ENUNCIADO>
Diga se cada afirmação abaixo concorda com o texto sobre o Banco Central, respondendo sim ou não e citando literalmente as palavras do texto que decidem a questão.
1. O estudante de organização industrial deve aprender primeiro o cenário hipotético da competição perfeita.
2. O comércio internacional atual está próximo do modelo de livre-comércio.
3. Ensina-se ao aluno que a oferta de moeda é determinada de maneira endógena pelo próprio mercado.

TEXTO APRESENTADO>
--------
Por qual razão deveria existir um Banco Central?

Introdução

Quando estudamos economia monetária dificilmente pensamos nos pressupostos que são assumidos naquilo que nos é ensinado. O aluno de graduação aprende como interpretar mudanças nas curvas IS-LM-BP, como ocorre as decisões de determinação da taxa de juros, como essa mesma taxa afeta as decisões dos agentes econômicos e como teoricamente as decisões de política monetária tem efeito sobre o PIB. Todavia, dificilmente ele fará a seguinte pergunta: é realmente tudo isso necessário?

Existe um problema de falta de pensamento contrafactual no ensino de macroeconomia. O aluno é ensinado que o natural é que a oferta de moeda seja determinada de maneira exógena por uma instituição externa ao mercado (no caso, o Banco Central ou outra forma de autoridade monetária). Isso é estranho dentro da economia, pois todas as outras áreas partem de cenários hipotéticos até chegar em casos mais concretos.

Nenhum estudante de organização industrial parte já aprendendo que o natural é uma estrutura de mercado oligopolista. Primeiramente, ele deve aprender o cenário hipotético da competição perfeita e a partir daí ir derivando as consequências teóricas de modificações a partir desse cenário. Somente assim ele conseguirá entender adequadamente o funcionamento de outras estruturas de mercado, como a competição entre oligopólios. O mesmo se aplica a explicar por qual razão ensinamos o modelo de livre-comércio para os alunos, ainda que nosso comércio internacional esteja anos-luz longe desse cenário1.

Dado isso, por qual razão ensinamos aos alunos primeira e exclusivamente um cenário onde existe um Banco Central? Ao fazer isso estamos privando o aluno de pensar o que aconteceria se não existisse um Banco Central, se os agentes do mercado regulassem a oferta de meios de troca de outras formas. A falta desse pensamento é o que corta a originalidade do pensamento monetário nacional e, na minha visão, impede que o aluno faça a integração dos seus conhecimentos de macroeconomia e finanças.
--------
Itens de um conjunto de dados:
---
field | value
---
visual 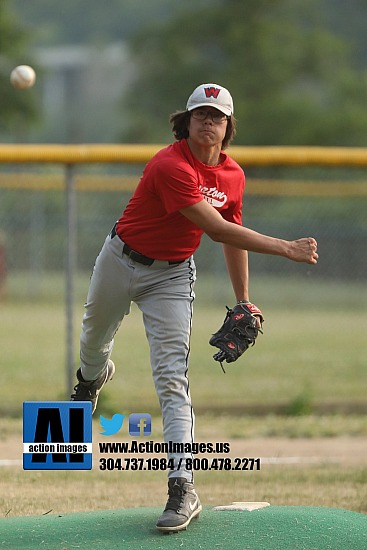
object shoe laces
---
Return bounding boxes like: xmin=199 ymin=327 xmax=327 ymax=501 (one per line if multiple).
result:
xmin=166 ymin=483 xmax=185 ymax=512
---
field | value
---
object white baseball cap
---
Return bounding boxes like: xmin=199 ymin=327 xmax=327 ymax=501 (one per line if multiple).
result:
xmin=186 ymin=84 xmax=233 ymax=116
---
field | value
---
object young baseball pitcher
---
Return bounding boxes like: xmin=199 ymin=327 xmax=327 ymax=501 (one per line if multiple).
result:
xmin=72 ymin=84 xmax=318 ymax=532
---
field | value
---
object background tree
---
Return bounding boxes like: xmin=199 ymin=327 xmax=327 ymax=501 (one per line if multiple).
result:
xmin=124 ymin=0 xmax=367 ymax=145
xmin=0 ymin=0 xmax=37 ymax=137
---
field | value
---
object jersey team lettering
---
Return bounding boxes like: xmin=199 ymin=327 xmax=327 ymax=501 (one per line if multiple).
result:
xmin=99 ymin=457 xmax=261 ymax=472
xmin=199 ymin=185 xmax=228 ymax=208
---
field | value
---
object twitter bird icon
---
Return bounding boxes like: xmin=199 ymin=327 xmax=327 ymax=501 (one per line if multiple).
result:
xmin=99 ymin=414 xmax=125 ymax=435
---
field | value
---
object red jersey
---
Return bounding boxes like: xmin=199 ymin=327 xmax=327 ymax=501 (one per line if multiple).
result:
xmin=116 ymin=139 xmax=245 ymax=262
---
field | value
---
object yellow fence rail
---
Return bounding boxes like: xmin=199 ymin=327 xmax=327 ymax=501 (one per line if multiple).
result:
xmin=0 ymin=144 xmax=367 ymax=167
xmin=0 ymin=172 xmax=367 ymax=198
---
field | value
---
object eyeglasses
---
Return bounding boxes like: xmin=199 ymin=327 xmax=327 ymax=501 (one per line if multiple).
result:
xmin=191 ymin=109 xmax=229 ymax=124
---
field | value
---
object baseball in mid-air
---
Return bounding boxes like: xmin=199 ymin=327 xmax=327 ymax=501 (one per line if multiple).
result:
xmin=10 ymin=65 xmax=36 ymax=90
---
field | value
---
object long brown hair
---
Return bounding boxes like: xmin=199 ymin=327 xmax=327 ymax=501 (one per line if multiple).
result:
xmin=169 ymin=111 xmax=237 ymax=149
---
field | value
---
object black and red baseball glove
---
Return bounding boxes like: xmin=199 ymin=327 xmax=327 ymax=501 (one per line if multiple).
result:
xmin=209 ymin=302 xmax=264 ymax=372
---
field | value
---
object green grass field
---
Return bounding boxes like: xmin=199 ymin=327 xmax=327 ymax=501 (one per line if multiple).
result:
xmin=0 ymin=278 xmax=367 ymax=416
xmin=0 ymin=277 xmax=367 ymax=516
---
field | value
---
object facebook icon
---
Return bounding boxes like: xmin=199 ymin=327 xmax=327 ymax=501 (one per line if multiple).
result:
xmin=129 ymin=413 xmax=152 ymax=436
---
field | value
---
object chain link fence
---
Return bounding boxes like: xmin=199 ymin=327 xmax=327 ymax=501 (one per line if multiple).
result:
xmin=0 ymin=149 xmax=367 ymax=408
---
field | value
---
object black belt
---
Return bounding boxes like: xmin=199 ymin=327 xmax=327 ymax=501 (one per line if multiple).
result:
xmin=110 ymin=225 xmax=185 ymax=265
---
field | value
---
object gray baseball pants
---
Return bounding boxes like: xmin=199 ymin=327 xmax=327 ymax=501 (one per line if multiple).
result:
xmin=80 ymin=231 xmax=196 ymax=481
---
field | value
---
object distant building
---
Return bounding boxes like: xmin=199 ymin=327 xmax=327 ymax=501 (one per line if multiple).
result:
xmin=32 ymin=43 xmax=134 ymax=143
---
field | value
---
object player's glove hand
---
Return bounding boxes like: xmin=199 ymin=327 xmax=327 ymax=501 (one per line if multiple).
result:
xmin=209 ymin=302 xmax=264 ymax=372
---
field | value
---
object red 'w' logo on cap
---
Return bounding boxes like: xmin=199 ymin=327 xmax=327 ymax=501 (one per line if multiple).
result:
xmin=204 ymin=88 xmax=220 ymax=99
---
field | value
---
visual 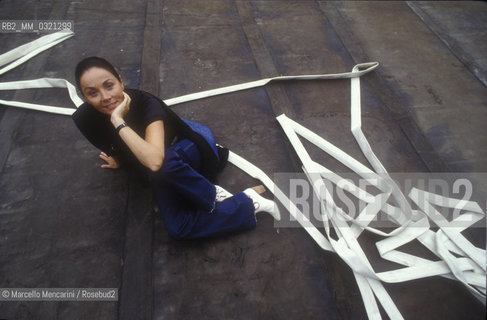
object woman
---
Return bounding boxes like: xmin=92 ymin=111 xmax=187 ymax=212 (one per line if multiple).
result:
xmin=73 ymin=57 xmax=280 ymax=239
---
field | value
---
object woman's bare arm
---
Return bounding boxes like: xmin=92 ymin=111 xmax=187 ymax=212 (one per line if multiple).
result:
xmin=111 ymin=93 xmax=164 ymax=171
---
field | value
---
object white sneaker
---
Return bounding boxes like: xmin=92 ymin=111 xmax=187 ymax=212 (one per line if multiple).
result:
xmin=244 ymin=188 xmax=281 ymax=220
xmin=215 ymin=184 xmax=233 ymax=202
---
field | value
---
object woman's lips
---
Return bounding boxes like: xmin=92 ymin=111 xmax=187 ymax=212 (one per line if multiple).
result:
xmin=105 ymin=102 xmax=117 ymax=110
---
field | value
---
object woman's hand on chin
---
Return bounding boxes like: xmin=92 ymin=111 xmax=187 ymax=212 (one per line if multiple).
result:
xmin=110 ymin=92 xmax=131 ymax=127
xmin=100 ymin=152 xmax=120 ymax=169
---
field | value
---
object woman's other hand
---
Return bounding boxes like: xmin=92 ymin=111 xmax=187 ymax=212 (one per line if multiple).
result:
xmin=100 ymin=152 xmax=120 ymax=169
xmin=110 ymin=92 xmax=132 ymax=128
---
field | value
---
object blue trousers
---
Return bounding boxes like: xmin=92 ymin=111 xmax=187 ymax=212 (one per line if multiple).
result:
xmin=149 ymin=139 xmax=256 ymax=240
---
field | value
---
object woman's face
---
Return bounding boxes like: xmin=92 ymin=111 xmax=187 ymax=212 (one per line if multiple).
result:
xmin=80 ymin=67 xmax=124 ymax=115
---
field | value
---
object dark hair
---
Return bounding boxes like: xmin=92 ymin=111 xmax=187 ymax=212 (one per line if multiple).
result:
xmin=74 ymin=57 xmax=121 ymax=91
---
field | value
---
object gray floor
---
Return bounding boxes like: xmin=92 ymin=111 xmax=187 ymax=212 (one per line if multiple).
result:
xmin=0 ymin=0 xmax=487 ymax=319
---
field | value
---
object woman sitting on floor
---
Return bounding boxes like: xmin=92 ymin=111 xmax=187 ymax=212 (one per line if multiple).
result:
xmin=73 ymin=57 xmax=280 ymax=239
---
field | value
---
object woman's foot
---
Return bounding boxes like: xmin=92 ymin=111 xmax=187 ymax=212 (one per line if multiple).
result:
xmin=244 ymin=186 xmax=281 ymax=220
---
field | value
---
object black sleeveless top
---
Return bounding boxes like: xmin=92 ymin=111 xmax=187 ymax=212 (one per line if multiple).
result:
xmin=72 ymin=89 xmax=228 ymax=181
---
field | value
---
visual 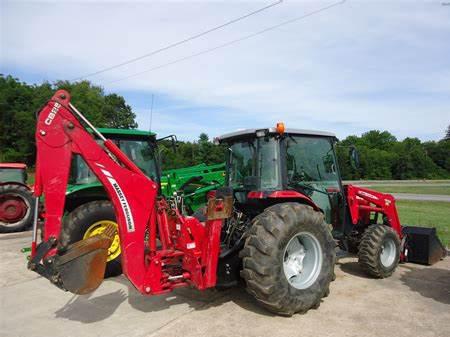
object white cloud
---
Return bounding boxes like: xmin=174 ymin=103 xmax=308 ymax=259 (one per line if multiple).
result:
xmin=0 ymin=1 xmax=450 ymax=139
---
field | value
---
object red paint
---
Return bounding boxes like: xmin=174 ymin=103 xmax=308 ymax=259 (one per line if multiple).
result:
xmin=0 ymin=163 xmax=27 ymax=170
xmin=345 ymin=185 xmax=402 ymax=239
xmin=247 ymin=190 xmax=320 ymax=210
xmin=32 ymin=90 xmax=222 ymax=294
xmin=0 ymin=194 xmax=28 ymax=223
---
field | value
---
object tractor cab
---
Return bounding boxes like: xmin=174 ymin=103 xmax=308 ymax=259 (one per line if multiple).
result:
xmin=218 ymin=123 xmax=346 ymax=231
xmin=69 ymin=128 xmax=160 ymax=185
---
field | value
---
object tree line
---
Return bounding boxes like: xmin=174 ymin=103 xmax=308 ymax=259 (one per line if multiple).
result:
xmin=0 ymin=74 xmax=450 ymax=179
xmin=0 ymin=74 xmax=137 ymax=165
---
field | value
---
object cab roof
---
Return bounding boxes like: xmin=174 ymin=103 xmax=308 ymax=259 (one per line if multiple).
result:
xmin=97 ymin=128 xmax=156 ymax=137
xmin=217 ymin=128 xmax=336 ymax=142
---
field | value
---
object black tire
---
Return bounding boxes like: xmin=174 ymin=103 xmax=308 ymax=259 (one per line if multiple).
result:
xmin=358 ymin=225 xmax=400 ymax=278
xmin=240 ymin=203 xmax=336 ymax=316
xmin=0 ymin=184 xmax=34 ymax=233
xmin=60 ymin=200 xmax=122 ymax=278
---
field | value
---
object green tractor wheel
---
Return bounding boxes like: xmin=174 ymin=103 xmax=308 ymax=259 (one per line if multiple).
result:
xmin=61 ymin=200 xmax=122 ymax=278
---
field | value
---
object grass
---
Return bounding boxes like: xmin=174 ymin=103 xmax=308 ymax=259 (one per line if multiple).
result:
xmin=396 ymin=200 xmax=450 ymax=247
xmin=369 ymin=184 xmax=450 ymax=195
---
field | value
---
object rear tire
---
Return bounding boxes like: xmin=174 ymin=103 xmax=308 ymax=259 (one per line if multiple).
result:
xmin=61 ymin=200 xmax=122 ymax=278
xmin=0 ymin=184 xmax=34 ymax=233
xmin=358 ymin=225 xmax=400 ymax=278
xmin=240 ymin=203 xmax=336 ymax=316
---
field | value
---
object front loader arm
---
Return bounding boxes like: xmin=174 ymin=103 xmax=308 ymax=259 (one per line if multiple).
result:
xmin=345 ymin=185 xmax=403 ymax=239
xmin=32 ymin=90 xmax=158 ymax=288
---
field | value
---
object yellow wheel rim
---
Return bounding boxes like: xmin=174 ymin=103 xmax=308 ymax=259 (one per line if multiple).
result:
xmin=83 ymin=220 xmax=120 ymax=262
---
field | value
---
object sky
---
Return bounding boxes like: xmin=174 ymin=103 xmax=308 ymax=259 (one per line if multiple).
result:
xmin=0 ymin=0 xmax=450 ymax=140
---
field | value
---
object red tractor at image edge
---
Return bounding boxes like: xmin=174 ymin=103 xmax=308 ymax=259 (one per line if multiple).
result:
xmin=28 ymin=90 xmax=445 ymax=316
xmin=0 ymin=163 xmax=34 ymax=233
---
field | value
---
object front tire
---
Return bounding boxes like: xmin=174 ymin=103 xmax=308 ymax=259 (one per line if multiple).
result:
xmin=358 ymin=225 xmax=400 ymax=278
xmin=240 ymin=203 xmax=336 ymax=316
xmin=61 ymin=200 xmax=122 ymax=278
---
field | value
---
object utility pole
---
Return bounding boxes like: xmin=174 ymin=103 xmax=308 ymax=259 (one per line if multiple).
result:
xmin=149 ymin=94 xmax=155 ymax=131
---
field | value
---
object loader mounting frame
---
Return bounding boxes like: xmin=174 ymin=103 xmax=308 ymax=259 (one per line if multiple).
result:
xmin=29 ymin=90 xmax=232 ymax=294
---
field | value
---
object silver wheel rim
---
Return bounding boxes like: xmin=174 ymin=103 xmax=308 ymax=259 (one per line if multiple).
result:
xmin=380 ymin=238 xmax=397 ymax=268
xmin=283 ymin=232 xmax=323 ymax=289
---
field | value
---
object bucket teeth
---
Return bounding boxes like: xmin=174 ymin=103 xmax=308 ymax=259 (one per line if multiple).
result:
xmin=55 ymin=225 xmax=116 ymax=294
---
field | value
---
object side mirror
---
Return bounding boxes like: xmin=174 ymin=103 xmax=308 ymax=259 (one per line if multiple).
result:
xmin=350 ymin=146 xmax=359 ymax=170
xmin=156 ymin=135 xmax=178 ymax=153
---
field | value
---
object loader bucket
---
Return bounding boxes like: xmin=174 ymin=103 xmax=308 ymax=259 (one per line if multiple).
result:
xmin=403 ymin=226 xmax=447 ymax=265
xmin=55 ymin=225 xmax=116 ymax=295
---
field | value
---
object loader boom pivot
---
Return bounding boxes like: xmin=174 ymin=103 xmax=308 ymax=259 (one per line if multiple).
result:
xmin=30 ymin=90 xmax=231 ymax=294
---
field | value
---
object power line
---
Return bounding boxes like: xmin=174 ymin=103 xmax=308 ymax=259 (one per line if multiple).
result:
xmin=71 ymin=0 xmax=283 ymax=81
xmin=105 ymin=0 xmax=346 ymax=84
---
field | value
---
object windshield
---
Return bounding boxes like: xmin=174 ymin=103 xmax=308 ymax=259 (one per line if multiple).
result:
xmin=286 ymin=136 xmax=340 ymax=220
xmin=0 ymin=168 xmax=26 ymax=183
xmin=119 ymin=140 xmax=158 ymax=181
xmin=228 ymin=138 xmax=281 ymax=190
xmin=69 ymin=139 xmax=159 ymax=185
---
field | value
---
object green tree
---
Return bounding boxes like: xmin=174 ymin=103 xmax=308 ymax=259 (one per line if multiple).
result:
xmin=0 ymin=74 xmax=137 ymax=165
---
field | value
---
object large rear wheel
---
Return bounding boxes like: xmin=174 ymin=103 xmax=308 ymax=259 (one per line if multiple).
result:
xmin=240 ymin=203 xmax=335 ymax=316
xmin=61 ymin=200 xmax=122 ymax=278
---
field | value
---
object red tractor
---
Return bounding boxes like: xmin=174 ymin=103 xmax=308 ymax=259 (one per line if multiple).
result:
xmin=0 ymin=163 xmax=34 ymax=233
xmin=28 ymin=91 xmax=443 ymax=315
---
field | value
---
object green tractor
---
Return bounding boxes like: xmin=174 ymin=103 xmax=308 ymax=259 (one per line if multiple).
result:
xmin=62 ymin=128 xmax=225 ymax=277
xmin=161 ymin=163 xmax=225 ymax=215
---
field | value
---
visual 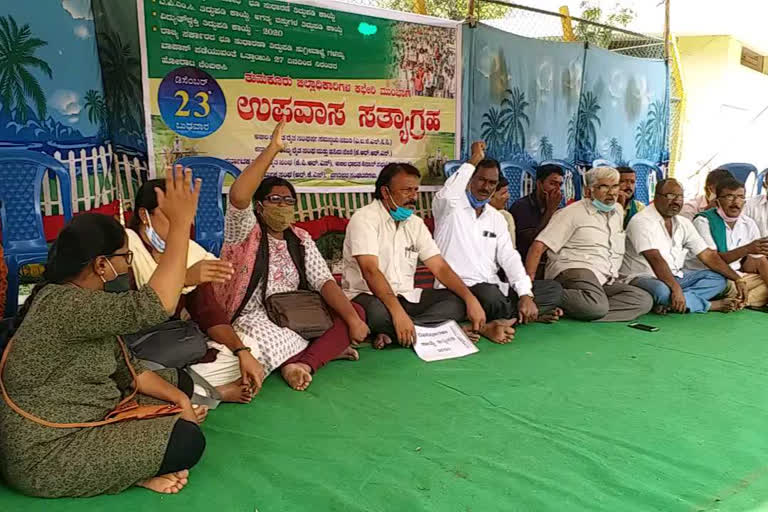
--------
RESPOSTA>
1. Sim: "Primeiramente, ele deve aprender o cenário hipotético da competição perfeita".
2. Não: "ainda que nosso comércio internacional esteja anos-luz longe".
3. Não: "a oferta de moeda seja determinada de maneira exógena por uma instituição externa ao mercado".